[Exercise]
Could you output the complete listing given below exactly?

:: Entries provided ::

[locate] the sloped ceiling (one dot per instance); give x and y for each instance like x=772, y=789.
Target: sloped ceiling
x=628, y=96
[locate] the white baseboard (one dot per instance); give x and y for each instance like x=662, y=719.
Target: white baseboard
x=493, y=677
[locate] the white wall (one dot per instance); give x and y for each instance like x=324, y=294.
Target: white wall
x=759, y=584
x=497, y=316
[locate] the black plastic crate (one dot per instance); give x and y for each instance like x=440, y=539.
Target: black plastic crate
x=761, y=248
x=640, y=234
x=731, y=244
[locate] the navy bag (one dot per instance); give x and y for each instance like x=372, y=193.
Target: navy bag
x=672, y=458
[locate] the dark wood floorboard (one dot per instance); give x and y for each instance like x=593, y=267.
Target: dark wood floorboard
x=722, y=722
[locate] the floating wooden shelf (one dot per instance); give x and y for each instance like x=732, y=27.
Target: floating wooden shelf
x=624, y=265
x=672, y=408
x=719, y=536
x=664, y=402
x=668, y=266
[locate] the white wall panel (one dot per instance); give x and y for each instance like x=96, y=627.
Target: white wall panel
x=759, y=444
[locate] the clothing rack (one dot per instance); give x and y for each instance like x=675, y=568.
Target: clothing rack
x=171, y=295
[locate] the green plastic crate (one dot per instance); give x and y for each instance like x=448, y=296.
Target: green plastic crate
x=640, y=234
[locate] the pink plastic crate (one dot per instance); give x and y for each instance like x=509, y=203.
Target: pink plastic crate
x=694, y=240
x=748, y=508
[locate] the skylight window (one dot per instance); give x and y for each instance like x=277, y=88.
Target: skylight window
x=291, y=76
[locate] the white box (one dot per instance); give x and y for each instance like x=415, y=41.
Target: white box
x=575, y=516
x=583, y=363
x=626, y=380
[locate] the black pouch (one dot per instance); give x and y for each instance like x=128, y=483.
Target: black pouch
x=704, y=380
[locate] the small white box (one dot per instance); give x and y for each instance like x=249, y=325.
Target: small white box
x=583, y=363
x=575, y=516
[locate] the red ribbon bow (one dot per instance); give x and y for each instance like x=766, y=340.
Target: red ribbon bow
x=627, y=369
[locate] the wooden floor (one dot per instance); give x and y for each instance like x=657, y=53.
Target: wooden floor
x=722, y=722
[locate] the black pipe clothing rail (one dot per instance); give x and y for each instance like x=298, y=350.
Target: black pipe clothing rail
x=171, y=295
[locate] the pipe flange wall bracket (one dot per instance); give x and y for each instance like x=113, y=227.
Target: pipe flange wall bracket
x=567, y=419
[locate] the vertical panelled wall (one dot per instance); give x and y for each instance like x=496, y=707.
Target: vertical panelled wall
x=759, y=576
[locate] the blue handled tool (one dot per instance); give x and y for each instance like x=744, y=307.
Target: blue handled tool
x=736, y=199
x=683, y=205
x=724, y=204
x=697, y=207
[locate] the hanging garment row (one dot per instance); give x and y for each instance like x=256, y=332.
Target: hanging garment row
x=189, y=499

:::

[Response to the exercise]
[locate] the sloped ceiling (one dot per instance); give x and y for each instance like x=772, y=789.
Target: sloped ceiling
x=628, y=96
[locate] the white baseboard (one dot per instance); give x and y for each instance like x=662, y=719.
Target: white baseboard
x=493, y=677
[locate] the white wall (one dot per instance); give x and y for each instance like x=324, y=294.
Target: white wall
x=759, y=584
x=497, y=316
[locate] the black plastic crate (one dot per instance); give x and y for each instance like x=440, y=539.
Target: black plastic crate
x=761, y=248
x=640, y=234
x=731, y=244
[locate] the navy bag (one dot per instance); give x and y for each instance like x=372, y=193.
Target: navy bag
x=672, y=458
[locate] the dark wood floorboard (one dot per instance); give x and y for each instance like x=593, y=267.
Target: dark wood floorboard
x=722, y=722
[locate] the floating wooden shelf (one dot per instance); give x and y for each instance like x=732, y=27.
Target: floating wooden shelf
x=624, y=265
x=672, y=408
x=719, y=536
x=664, y=402
x=668, y=266
[locate] the white wall panel (one dot per instance); give x and y for each instance like x=96, y=627.
Target: white wall panel
x=759, y=444
[locate] the clothing rack (one dot per instance); give x and y for each instance like x=675, y=568.
Target: clothing rack
x=171, y=295
[locate] the green plastic crate (one dot per instance); give x and y for each instance like x=448, y=296.
Target: green plastic crate
x=640, y=234
[locate] the pink plastic crate (one dot per instance); give x and y for each instance like x=509, y=203.
Target: pink plastic crate
x=694, y=240
x=748, y=508
[locate] the skylight window (one dot per instance); give x and y for each instance like x=277, y=88.
Target: skylight window
x=291, y=76
[locate] the white box (one dot per instance); give x and y for each instance like x=415, y=41.
Target: white box
x=575, y=516
x=583, y=363
x=626, y=380
[locate] the black pouch (one dot per instance); give x and y for each instance like x=128, y=483.
Target: black pouch
x=704, y=380
[locate] the small white box (one dot per instance); give x and y for each instance like x=249, y=325.
Target: small white box
x=583, y=363
x=575, y=516
[locate] the red ribbon bow (one dot per instance); give x and y for each instance like x=766, y=340.
Target: red ribbon bow
x=627, y=369
[locate] the wooden floor (one dot per instance); give x and y for each instance like x=657, y=53.
Target: wooden floor
x=722, y=722
[locate] the black pipe clothing rail (one dot per instance); give x and y for each instance like x=298, y=350.
Target: black pipe clothing rail
x=171, y=295
[locate] the pipe flange wall bracket (one dot per instance); give x and y for each instance like x=113, y=227.
Target: pipe flange wall bracket
x=567, y=419
[locate] the vertical panelled wall (one dot per instance); give x and y for each instance like x=496, y=707.
Target: vertical panelled wall
x=759, y=576
[locate] the blue handled tool (one dot per instance); give x and y for each instance like x=744, y=307.
Target: blue handled tool
x=736, y=199
x=683, y=205
x=724, y=204
x=697, y=207
[locate] the hanging garment row (one dot per instance); give x and y for each instance like x=256, y=332.
Target: hanging garment row
x=189, y=499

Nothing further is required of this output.